Required work: Starting with the line that holds "Target: white pillow" and continuing through the end of the data, inclusive, write out every line again, adding -91 to each coordinate value and leaving all other text unchanged.

Materials provided:

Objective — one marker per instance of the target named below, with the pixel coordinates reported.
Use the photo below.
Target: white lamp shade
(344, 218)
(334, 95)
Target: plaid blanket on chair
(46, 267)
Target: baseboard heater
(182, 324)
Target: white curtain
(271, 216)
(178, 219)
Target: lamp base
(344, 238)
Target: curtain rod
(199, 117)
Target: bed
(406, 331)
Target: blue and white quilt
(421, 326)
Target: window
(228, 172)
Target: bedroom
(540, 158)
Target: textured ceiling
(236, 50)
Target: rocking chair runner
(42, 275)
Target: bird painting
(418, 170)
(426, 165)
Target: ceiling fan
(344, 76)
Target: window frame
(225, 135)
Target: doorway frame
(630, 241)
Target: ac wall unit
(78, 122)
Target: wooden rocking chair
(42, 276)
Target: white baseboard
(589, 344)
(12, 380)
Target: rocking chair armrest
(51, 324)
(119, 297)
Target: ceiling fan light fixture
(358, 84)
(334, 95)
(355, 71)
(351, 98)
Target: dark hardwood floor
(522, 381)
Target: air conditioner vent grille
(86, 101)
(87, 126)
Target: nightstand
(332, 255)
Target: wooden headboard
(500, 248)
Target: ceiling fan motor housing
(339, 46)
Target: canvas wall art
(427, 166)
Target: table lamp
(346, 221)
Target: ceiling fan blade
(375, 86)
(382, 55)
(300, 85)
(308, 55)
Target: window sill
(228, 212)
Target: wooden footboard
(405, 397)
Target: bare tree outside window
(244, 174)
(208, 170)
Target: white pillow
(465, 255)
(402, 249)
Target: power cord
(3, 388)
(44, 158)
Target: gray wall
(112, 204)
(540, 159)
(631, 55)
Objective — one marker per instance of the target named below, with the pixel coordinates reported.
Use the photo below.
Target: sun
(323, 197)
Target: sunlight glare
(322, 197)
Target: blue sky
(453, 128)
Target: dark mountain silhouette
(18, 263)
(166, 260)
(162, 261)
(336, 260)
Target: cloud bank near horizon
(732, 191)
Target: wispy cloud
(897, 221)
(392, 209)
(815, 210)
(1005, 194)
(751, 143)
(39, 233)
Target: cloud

Solved exercise:
Target: white pillow
(374, 164)
(311, 158)
Target: power cord
(-88, 297)
(-47, 67)
Target: gray wall
(21, 113)
(449, 68)
(540, -36)
Objective — one marker per instance of the target named below, with the pixel coordinates reported.
Use the photo below.
Target: sun
(232, 106)
Target: sunlight glare
(231, 106)
Target: blue sky
(362, 37)
Target: dark mountain silhouette
(-73, 172)
(75, 169)
(71, 170)
(245, 169)
Target: cloud bank near horizon
(641, 100)
Target: wispy cloud
(806, 130)
(301, 118)
(724, 119)
(914, 103)
(660, 52)
(-52, 142)
Target: cloud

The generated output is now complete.